* **Exercise aim**
Locate the line containing "Query: watch face", then please write out that line and all the lines below it in the entries exactly.

* **Extracted records**
· · ·
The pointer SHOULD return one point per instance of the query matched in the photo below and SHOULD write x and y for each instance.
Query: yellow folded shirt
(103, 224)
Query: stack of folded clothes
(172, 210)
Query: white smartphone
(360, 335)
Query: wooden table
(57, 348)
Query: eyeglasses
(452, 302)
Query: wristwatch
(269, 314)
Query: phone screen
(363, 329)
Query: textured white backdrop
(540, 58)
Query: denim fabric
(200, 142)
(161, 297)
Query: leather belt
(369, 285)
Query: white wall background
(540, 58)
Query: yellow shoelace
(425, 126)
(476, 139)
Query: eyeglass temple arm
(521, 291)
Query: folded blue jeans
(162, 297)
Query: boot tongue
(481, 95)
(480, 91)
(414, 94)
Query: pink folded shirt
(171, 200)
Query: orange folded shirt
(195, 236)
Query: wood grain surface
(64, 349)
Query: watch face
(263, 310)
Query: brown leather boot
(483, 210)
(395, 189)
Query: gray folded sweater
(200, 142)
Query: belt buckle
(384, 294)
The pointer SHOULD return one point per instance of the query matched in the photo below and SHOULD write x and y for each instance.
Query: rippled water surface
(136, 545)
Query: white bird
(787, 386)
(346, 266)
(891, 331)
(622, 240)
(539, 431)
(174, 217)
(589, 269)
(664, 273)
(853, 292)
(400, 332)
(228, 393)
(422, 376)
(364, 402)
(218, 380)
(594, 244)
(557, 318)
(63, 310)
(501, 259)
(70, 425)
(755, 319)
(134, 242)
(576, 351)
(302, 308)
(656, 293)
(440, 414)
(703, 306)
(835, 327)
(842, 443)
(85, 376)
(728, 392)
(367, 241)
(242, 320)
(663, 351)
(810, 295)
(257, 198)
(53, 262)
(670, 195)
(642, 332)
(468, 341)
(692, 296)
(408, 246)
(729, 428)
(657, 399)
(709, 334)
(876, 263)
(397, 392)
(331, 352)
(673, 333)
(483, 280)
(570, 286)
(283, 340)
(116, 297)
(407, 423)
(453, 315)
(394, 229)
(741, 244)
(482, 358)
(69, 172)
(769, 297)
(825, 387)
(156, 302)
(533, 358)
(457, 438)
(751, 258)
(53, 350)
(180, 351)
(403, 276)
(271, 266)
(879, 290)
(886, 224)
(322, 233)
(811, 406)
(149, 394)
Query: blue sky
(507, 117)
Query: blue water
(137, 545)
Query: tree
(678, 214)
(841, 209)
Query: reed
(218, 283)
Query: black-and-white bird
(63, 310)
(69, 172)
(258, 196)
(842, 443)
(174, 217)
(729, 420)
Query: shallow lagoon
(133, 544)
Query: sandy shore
· · ·
* **Result below**
Query: watch face
(263, 310)
Query: brown leather boot
(483, 210)
(395, 189)
Query: gray folded sweater
(200, 142)
Query: belt buckle
(384, 294)
The pointer SHOULD return one point per instance of the query matched in the photo below and SHOULD write x and y for each instance.
Query: rippled water surface
(136, 545)
Query: white bird
(787, 386)
(346, 266)
(891, 331)
(622, 240)
(539, 431)
(174, 217)
(589, 269)
(664, 273)
(853, 292)
(400, 332)
(228, 393)
(422, 376)
(364, 402)
(218, 380)
(594, 244)
(557, 318)
(63, 310)
(501, 259)
(70, 425)
(755, 319)
(134, 242)
(576, 351)
(302, 308)
(656, 293)
(440, 414)
(703, 306)
(835, 327)
(842, 443)
(85, 376)
(728, 392)
(367, 241)
(242, 320)
(663, 351)
(810, 295)
(257, 198)
(53, 262)
(670, 195)
(642, 332)
(468, 341)
(692, 296)
(408, 246)
(729, 428)
(657, 399)
(709, 334)
(876, 263)
(397, 392)
(331, 352)
(673, 333)
(483, 280)
(570, 286)
(283, 340)
(116, 297)
(407, 423)
(453, 315)
(394, 229)
(741, 244)
(482, 358)
(69, 172)
(769, 297)
(825, 387)
(156, 302)
(533, 358)
(457, 438)
(751, 258)
(53, 350)
(180, 351)
(403, 276)
(271, 266)
(879, 290)
(886, 224)
(322, 233)
(811, 406)
(149, 394)
Query: blue sky
(507, 117)
Query: blue water
(137, 545)
Query: tree
(678, 214)
(841, 209)
Query: reed
(218, 283)
Query: black-and-white bird
(63, 310)
(69, 172)
(258, 196)
(842, 443)
(174, 217)
(729, 420)
Query: shallow lagoon
(133, 544)
Query: sandy shore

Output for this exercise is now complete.